### [EXCERPT TO READ]
┄┄┄┄┄┄
Philip does not spend much time at the cottage. “My home is my vehicle,” he said, pointing to his converted Toyota Land Cruiser. “I have to be permanently in the field to monitor the lions.” His vehicle has been converted to suit his work. He installed huge 1200W speakers outside that would be the envy of many car radio enthusiasts and uses them to attract lions when he needs to dart them, and sometimes to chase them away. “When the lions get too close to the villages, we try anything to move them away,” he said. “I have found that AC/ DC works well, but the most effective music is Jack Parow.”

Like sands through the hourglass

We stayed at Mowe Bay for one night and headed out to Hoanib camp the next morning on a route only Wilderness Safari vehicles use. Philip was driving in front, and we followed with the Mazda and the caravan, swaying through the dune landscape. Our children didn’t have a clue about where we actually were, and bounced around happily in the back seat. The caravan had already taken a hammering up until then and survived it all quite well, but driving up a dune turned out to be too much.

The problem was not the dune itself, but the corrugations on the road running up it. As we raced up the face of the dune, the Mazda and the caravan started bouncing violently so that we could not create enough momentum to get to the top. I tried a few times in vain, and then we decided that Philip would tow the caravan with his Land Cruiser and try to race it over the dune. He had the same problem and after a few attempts we decided to drive up another route, even though Philip doesn’t like creating new tracks on the route.

A bit further on is a natural spring in the middle of the dunes that Philip wanted to show me, so we unhooked the caravan and raced like rally drivers to get over the dunes on the way to the spring. I got stuck a few times because due to a combination of driver error and insufficiently deflated tyres. My pride had sunk into the soft sand and the only solution was for Philip to tow me out of my humiliation.

Then to my relief, he also got stuck. We discovered our mistake: Before we had left Mowe Bay, we had deflated the tyres to 1.2 bar in the cold early morning, but now in the much warmer middle of the day, the pressure was up to 1.8 bar. We deflated to 0.8 and there was no further loss of pride.

The road from Mowe Bay to Hoanib runs through beautiful, rugged terrain. The Wilderness Hoanib camp is almost always fully booked. One of the reasons for this is Philip Stander’s work with the lions.

This used to be the home territory of the Five Musketeers, who have been featured in the first Vanishing Kings film. A famous lioness, XPL-10, also known as The Queen, returned to the Hoanib in 2006, the first time a lion had been there in just under 20 years. In places like the Huab there has been an almost 30-year gap since lions roamed the area. Today, the Hoanib and the Huarasib have healthy populations of desert lions.

Philip’s research project started in the late ’90s. “Then there were only 15–20 lions that had survived in a mountainous area,” Philip told us. “Frankly, we thought they had become extinct. Today we estimate there are between 120 and 150. This means a seven- to eightfold increase in numbers and also in distribution.”

But this increase in distribution has unfortunately increased conflict between humans and lions. “The Vanishing Kings films, and now the book, help to put everything into context,” Philip explained. “It is really important to make the world aware of the plight of the lions. The value of the book is the information it contains. It provides all the information that enables one to understand the problems that have arisen, and also gives some solutions.” The challenges for Philip in writing the book were enormous. The biggest one was finding actual writing time away from his research work. Then too, there was the logistics of communicating with his co-authors. There would often be Skype conferencing, with Philip at his cottage at Mowe Bay, Will and Lianne Steenkamp on the bank of a dry riverbed in North Luangwa, me in Johannesburg and Nicky the designer in Pretoria. The book was made possible because of the technology that allowed this to happen.
┄┄┄┄┄┄
### [RAW RECORDS]

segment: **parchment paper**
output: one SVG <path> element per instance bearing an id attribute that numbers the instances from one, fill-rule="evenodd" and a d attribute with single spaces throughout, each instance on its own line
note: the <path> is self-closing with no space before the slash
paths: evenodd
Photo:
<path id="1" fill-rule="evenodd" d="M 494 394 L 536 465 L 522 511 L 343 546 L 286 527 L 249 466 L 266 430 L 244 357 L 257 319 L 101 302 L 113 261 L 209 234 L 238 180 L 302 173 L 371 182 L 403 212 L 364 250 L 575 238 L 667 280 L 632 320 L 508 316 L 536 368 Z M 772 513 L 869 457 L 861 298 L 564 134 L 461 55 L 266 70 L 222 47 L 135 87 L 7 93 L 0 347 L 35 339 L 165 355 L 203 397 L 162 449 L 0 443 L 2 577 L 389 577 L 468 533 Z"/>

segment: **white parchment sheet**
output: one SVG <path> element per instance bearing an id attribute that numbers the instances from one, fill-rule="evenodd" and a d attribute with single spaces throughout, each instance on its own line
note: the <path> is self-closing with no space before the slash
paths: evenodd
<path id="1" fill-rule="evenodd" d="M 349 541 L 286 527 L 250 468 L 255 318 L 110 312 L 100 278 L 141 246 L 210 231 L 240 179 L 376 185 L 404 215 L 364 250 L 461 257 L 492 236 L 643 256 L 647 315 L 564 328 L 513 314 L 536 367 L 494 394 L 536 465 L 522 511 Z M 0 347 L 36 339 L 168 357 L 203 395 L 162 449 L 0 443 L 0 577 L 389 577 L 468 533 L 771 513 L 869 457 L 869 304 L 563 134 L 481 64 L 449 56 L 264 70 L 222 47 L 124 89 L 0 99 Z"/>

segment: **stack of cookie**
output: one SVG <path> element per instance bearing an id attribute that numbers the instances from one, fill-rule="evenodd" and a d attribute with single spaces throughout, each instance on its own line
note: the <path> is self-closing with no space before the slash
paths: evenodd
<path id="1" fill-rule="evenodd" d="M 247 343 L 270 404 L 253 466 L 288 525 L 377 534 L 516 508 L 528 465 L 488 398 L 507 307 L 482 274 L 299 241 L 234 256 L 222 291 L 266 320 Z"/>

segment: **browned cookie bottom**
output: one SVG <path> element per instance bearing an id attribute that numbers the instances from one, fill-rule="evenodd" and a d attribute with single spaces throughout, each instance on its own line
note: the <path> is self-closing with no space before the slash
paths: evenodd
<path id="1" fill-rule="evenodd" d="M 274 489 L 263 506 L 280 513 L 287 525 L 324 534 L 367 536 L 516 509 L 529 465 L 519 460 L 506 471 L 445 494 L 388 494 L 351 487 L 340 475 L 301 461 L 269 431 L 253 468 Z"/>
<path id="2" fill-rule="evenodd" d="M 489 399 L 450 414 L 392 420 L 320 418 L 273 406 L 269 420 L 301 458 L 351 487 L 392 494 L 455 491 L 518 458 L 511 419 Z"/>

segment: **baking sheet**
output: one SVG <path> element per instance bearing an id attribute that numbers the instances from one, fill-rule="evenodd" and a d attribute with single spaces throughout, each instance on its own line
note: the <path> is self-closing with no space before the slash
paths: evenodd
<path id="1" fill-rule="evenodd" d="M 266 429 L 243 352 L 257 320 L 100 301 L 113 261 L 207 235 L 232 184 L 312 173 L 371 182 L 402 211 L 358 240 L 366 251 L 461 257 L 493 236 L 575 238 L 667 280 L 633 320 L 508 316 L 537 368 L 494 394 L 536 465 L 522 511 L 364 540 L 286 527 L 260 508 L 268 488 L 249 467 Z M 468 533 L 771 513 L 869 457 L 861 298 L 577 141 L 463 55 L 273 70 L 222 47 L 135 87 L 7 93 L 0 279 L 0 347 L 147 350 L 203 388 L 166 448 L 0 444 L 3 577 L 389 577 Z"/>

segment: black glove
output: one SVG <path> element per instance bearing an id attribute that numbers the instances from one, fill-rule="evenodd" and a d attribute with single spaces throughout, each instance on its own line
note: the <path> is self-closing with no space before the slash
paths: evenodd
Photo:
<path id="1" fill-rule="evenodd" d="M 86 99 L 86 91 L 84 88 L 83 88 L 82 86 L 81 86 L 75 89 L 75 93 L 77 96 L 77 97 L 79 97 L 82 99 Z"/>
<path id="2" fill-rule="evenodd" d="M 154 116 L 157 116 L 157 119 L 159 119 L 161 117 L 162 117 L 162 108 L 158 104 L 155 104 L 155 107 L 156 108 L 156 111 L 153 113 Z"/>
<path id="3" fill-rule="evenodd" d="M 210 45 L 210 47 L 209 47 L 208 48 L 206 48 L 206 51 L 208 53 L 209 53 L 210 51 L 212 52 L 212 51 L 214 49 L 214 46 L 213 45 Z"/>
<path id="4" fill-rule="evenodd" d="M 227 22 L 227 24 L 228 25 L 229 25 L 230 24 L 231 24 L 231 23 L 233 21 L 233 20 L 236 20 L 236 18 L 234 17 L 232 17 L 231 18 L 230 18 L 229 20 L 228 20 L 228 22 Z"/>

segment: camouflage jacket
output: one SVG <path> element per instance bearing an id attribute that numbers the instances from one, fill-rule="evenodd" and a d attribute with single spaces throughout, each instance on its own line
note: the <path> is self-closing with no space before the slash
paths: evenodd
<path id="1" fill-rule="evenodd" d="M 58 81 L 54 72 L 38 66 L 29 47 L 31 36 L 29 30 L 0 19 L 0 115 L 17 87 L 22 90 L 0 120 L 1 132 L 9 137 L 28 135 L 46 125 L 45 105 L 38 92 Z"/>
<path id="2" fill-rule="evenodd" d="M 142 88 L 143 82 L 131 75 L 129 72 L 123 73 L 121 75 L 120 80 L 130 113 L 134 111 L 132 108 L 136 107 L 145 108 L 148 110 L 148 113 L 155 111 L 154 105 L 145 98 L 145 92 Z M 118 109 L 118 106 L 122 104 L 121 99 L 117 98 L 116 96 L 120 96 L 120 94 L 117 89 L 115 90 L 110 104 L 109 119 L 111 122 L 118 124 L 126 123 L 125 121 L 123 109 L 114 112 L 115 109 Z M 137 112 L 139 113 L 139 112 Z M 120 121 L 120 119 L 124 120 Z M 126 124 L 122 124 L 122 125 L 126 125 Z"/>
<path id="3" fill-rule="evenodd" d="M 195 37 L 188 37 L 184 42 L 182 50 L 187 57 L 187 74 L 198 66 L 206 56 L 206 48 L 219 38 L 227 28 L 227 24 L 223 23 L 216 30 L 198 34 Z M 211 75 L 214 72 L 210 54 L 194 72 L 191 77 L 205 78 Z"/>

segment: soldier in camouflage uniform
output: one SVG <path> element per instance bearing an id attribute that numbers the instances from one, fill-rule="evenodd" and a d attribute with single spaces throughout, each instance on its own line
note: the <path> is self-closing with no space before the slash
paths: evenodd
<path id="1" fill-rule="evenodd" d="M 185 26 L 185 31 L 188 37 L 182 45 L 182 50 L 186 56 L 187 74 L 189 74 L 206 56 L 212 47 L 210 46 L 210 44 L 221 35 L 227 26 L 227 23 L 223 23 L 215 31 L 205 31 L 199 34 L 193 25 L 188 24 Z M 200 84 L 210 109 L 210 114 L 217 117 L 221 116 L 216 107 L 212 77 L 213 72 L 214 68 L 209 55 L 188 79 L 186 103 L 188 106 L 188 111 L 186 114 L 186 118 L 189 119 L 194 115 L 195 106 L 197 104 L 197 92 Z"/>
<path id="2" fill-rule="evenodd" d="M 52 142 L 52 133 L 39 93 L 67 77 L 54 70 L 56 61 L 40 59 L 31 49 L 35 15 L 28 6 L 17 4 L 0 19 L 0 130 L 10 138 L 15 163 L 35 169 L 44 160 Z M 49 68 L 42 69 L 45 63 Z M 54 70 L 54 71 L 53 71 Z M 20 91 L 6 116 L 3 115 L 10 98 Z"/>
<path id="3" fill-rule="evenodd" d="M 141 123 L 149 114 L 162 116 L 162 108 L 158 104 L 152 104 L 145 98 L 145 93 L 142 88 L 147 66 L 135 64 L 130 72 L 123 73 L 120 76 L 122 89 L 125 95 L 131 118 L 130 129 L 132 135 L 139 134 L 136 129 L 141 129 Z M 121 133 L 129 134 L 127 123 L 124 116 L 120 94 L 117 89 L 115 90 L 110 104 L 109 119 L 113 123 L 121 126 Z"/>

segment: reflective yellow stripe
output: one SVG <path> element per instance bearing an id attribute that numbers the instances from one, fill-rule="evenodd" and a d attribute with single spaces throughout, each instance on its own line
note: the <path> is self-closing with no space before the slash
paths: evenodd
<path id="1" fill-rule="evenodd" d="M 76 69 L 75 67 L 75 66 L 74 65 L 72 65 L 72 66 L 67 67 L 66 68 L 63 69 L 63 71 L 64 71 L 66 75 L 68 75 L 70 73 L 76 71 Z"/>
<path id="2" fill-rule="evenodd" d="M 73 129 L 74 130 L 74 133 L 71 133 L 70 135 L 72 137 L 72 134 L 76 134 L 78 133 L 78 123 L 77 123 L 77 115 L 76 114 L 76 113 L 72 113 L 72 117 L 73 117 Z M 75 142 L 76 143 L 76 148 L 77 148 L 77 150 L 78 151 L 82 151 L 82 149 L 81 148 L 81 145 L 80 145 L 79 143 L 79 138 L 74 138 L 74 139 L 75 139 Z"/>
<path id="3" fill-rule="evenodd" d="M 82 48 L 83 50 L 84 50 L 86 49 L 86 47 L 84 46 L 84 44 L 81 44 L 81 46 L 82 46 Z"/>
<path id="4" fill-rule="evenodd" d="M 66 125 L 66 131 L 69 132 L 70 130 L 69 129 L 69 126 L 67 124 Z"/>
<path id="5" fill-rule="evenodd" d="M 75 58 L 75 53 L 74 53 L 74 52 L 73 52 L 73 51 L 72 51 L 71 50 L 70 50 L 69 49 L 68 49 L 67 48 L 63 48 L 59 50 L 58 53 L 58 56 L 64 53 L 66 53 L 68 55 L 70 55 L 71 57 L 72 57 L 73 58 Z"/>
┄┄┄┄┄┄
### [PROBLEM SET]
**A)** In the desert lion account, which music does Philip say is the most effective?
**B)** Pick up the desert lion account after its last sentence and continue it.

### [RESULTS OF THE EXERCISE]
**A)** Jack Parow.

**B)**
“It was a challenge to decide what format the book would take,” Philip explained. “It was clear that we had to have a coffee-table book, but we needed to marry an artistic coffee table book with popular science.” The book is divided into three sections: science, the story, and glimpses behind the scenes. The valuable science content has never been published before, and it was important to make it accessible and appealing to the man on the street. “I brought in the scientific side,” Philip said, “and Will and Lianne the artistic.” “My real hope is that the book will elevate the lion problem in the sense that ‘Yes, there is a solution, there is a way to address this’. The book will put the lions on the centre stage, but in a good way.” “The value of the lions can be considerably increased so that they become a significant feature of Namibia, which they deserve to be. They are already seen as a national asset.”

Philip has spent more time with these lions than anyone else – more than 10 000 hours with XPL-10, the Queen herself.

“We really try to maintain a distance.” Philip said. “Never get out of your vehicle. And I am very proud that many of the lions I work with have never actually seen me. The vehicle, yes. They get completely used to it and trust it. Lions can be incredibly perceptive. I can even be in a different car, but they quickly pick up that it is me, just in the way I drive.”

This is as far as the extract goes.